**Set task**: In the entries below, find the line containing "Locate the white t-shirt". Copy it and all lines after it, exactly, through the end.

**Record list**:
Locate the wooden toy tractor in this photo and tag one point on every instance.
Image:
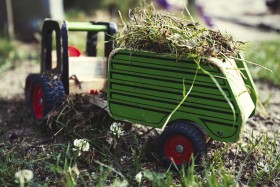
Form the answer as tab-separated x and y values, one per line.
146	87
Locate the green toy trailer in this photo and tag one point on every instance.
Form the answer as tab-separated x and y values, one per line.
146	87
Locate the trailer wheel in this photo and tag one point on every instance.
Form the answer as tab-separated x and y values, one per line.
179	142
27	89
46	94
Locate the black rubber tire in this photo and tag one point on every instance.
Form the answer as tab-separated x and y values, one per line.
53	93
27	88
188	131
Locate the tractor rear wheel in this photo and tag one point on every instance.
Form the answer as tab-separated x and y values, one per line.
28	83
46	94
180	142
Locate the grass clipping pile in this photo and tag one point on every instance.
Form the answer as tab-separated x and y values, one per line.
161	32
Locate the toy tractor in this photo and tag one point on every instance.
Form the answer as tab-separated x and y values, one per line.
145	88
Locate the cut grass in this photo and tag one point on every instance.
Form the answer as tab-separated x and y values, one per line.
265	53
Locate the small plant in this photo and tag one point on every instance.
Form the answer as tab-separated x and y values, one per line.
81	145
117	129
23	177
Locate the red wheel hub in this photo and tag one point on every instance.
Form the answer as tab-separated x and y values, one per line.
178	149
37	101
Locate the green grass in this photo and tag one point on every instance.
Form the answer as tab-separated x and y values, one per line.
265	53
7	54
116	161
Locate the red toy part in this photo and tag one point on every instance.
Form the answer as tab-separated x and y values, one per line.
73	51
94	92
179	149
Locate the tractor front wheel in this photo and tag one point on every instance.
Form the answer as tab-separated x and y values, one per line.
46	94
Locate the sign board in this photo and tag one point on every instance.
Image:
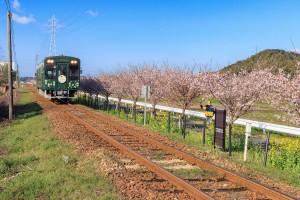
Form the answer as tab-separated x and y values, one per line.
145	92
220	128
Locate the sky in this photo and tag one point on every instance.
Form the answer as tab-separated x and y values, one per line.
105	34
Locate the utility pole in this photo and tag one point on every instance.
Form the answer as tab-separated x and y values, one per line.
36	59
10	84
52	50
18	79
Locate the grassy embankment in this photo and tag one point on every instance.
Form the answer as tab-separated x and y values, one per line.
254	161
36	164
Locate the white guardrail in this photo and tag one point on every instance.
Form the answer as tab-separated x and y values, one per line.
262	125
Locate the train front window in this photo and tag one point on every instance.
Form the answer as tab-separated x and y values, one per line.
74	72
61	70
50	72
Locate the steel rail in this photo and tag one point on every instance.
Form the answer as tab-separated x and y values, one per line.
190	189
250	184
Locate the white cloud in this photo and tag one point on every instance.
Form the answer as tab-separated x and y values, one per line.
92	13
16	5
22	19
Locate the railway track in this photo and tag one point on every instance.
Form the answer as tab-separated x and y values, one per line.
170	163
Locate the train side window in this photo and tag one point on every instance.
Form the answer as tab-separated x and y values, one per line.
74	72
62	70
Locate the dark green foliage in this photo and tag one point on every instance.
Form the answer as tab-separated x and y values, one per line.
271	58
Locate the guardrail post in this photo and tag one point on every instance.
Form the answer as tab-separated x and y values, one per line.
169	122
229	131
127	112
266	150
204	129
184	126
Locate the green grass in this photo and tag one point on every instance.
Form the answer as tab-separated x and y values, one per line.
254	161
36	164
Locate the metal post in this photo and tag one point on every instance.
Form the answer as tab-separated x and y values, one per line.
169	122
204	129
266	150
10	84
247	134
126	111
184	125
229	148
145	112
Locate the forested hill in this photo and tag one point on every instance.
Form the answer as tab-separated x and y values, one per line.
270	58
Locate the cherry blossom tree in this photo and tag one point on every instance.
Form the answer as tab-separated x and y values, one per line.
133	83
152	75
118	85
90	84
237	93
287	95
105	82
183	86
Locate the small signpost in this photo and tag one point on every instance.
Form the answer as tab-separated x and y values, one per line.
247	134
145	93
220	128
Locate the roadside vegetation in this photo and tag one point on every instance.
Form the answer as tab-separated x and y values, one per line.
36	164
283	163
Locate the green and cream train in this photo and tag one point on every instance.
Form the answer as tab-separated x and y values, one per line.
58	77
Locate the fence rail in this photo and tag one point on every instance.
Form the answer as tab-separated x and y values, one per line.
263	125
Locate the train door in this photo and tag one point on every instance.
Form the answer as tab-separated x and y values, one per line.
61	70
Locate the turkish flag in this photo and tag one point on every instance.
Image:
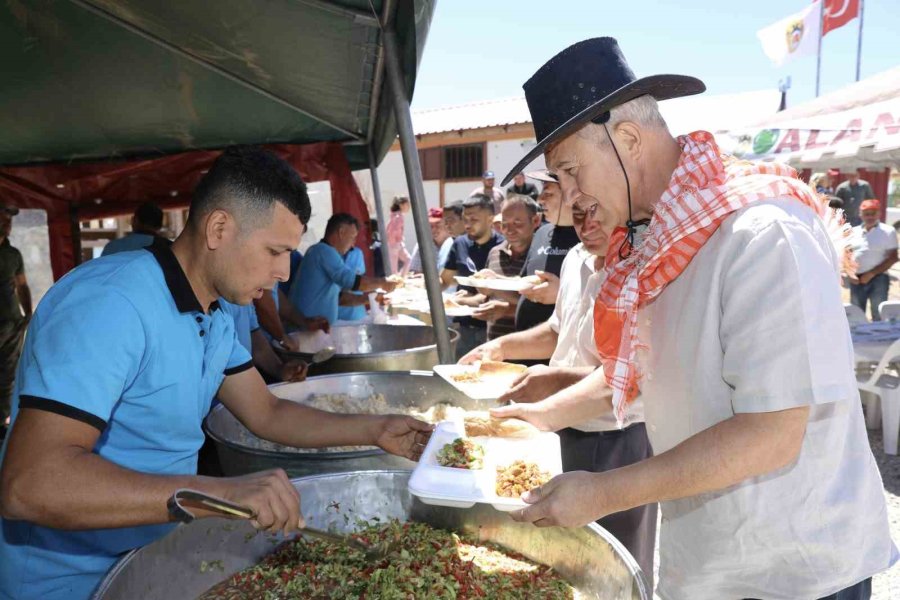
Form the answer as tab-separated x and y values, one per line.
838	13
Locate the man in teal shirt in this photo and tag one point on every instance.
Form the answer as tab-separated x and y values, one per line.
120	365
323	272
352	305
146	229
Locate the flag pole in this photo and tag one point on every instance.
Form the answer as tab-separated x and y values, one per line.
819	49
859	41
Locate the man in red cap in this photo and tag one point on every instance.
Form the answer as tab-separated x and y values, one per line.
440	235
871	282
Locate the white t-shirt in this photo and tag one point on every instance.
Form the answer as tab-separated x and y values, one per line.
881	241
573	320
755	323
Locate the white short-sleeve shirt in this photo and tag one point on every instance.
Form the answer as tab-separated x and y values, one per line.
755	323
881	241
573	320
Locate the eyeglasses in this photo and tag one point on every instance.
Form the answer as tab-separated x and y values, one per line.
579	216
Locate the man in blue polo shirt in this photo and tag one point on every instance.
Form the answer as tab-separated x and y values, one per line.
468	256
251	337
323	272
146	229
352	305
120	365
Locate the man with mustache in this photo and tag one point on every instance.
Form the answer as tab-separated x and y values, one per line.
596	443
726	317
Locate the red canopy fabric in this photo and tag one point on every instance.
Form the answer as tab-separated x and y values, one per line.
79	192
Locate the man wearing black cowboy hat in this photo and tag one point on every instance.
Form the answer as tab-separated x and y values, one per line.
725	315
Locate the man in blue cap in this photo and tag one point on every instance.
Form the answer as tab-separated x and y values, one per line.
723	316
120	365
487	189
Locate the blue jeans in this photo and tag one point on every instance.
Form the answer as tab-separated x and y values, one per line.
874	292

**Full answer**:
Locate the white t-shirt in this photo and tag one point on every instance.
Form the answer as tab-separated x and y values, one per line.
881	241
573	320
755	323
Locate the white short-sleeve shirt in this photo and tag one point on every instance.
Form the answer as tab-separated x and y values, one per line.
755	323
881	241
573	320
Locate the eyeglasses in this photo and tag one point on every instance.
Form the answer as tab-separated x and y values, one per line.
579	216
Locate the man in blue polo shirt in this photo and tag one point on every instance.
Form the answer as tab-separated x and y values, one per line.
468	256
251	337
323	272
146	229
352	305
120	365
Locate the man with mustache in this photo and tag one point on every instance.
Form the answer as tab-separated x and y values, one per line.
596	443
726	317
Locate the red canopy fabric in this photo and tag one point on every instance.
Form the answer as tab-separated x and y values, one per line.
79	192
Locate the man wearing black cowboy hat in this photo and tag one point on every instance.
Form the answer as tab-separated x and y values, one per line.
725	315
Locate the man in blue cap in this photo and tag one point on every instance.
Form the answer as tab-separated x and y values, one per line.
723	316
120	365
487	189
Locate the blue jeans in this photo and tag one point on every instance.
Form the answer as tab-separated x and y values, one per line.
874	292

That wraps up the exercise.